__Article__:
──────────────────────────────

Like, to me it sounds like narratively appropriate option if you just try appeal to her previous goodness would be just her trying to escape from situation back to her master who at this point doesn't really care about her anymore since she lost her usefulness by messing up. So it would probably leave her as experiment to same thing whatever happened to original colonists or giving her to skum or whatever horrifying so players can run into her again when shes in even worse state to really drive the horrifying aspects of ap and drive the mystery further.(seriously, I think Ruins of Azlant is almost stealth horror ap O_o Lots of creepy mstery stuff)

Thats just my impression though.


Jim Groves wrote:
[Adam] felt that Ochymua should have Eliza dominated because he doesn't trust her. I argued that at 3rd level, its possible to make that DC 15 Sense Motive check. By having her act of her own volition, it allows the possibility of some roleplaying to occur (or opposed Bluff checks), instead of "Oh, she's dominated, just hit her." Maybe the PCs will go straight to combat anyway, but there is some wiggle room. Its up to the PCs and the GM and what happens at the table. It is reasonable for Ochymua to still dominate her (at Adam's request and recommendation) but give her a little slack and just follow along. Sure its a risk on Ochy's part, but it pays off in the story because Eliza is trying to earn his approval and trust. [What Ochy really thinks is entirely up to the GM]

Not that I've read this portion of the adventure, but I'm not a fan of the villain being dominated but still being evil regardless. If the players take the time to determine she's dominated and then take her out but don't kill her and then lock her up until the dominate effect wears off, their reward is a villain whose still evil.

──────────────────────────────

__What this exercise asks__:
- a) Transcribe the forum discussion above verbatim, everything from "Like, to me" down to "creepy mstery stuff)".
- b) List every personal or character name that appears in the forum discussion above.

──────────────────────────────

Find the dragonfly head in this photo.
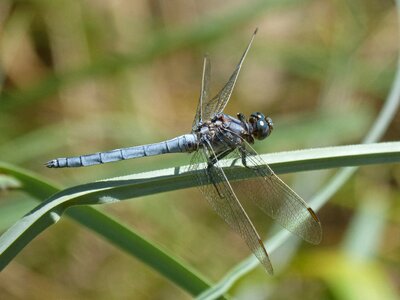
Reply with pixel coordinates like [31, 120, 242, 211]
[249, 112, 274, 140]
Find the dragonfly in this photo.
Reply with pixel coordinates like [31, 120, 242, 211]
[46, 29, 322, 275]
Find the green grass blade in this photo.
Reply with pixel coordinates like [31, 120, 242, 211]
[0, 142, 400, 269]
[0, 163, 210, 295]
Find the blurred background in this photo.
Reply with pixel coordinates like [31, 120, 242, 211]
[0, 0, 400, 299]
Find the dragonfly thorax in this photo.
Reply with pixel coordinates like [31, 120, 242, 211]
[249, 112, 274, 140]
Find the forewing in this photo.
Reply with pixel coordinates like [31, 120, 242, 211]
[191, 149, 273, 274]
[192, 55, 211, 130]
[228, 145, 322, 244]
[203, 29, 257, 120]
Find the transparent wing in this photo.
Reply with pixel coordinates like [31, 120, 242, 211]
[203, 29, 258, 120]
[226, 144, 322, 244]
[191, 147, 273, 274]
[192, 55, 211, 130]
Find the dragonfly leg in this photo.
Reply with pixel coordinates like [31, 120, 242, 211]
[208, 148, 233, 165]
[239, 146, 250, 168]
[207, 148, 234, 198]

──────────────────────────────

__Task answers__:
- a)
Like, to me it sounds like narratively appropriate option if you just try appeal to her previous goodness would be just her trying to escape from situation back to her master who at this point doesn't really care about her anymore since she lost her usefulness by messing up. So it would probably leave her as experiment to same thing whatever happened to original colonists or giving her to skum or whatever horrifying so players can run into her again when shes in even worse state to really drive the horrifying aspects of ap and drive the mystery further.(seriously, I think Ruins of Azlant is almost stealth horror ap O_o Lots of creepy mstery stuff)

- b)
Jim Groves
Adam
Ochymua (also called Ochy)
Eliza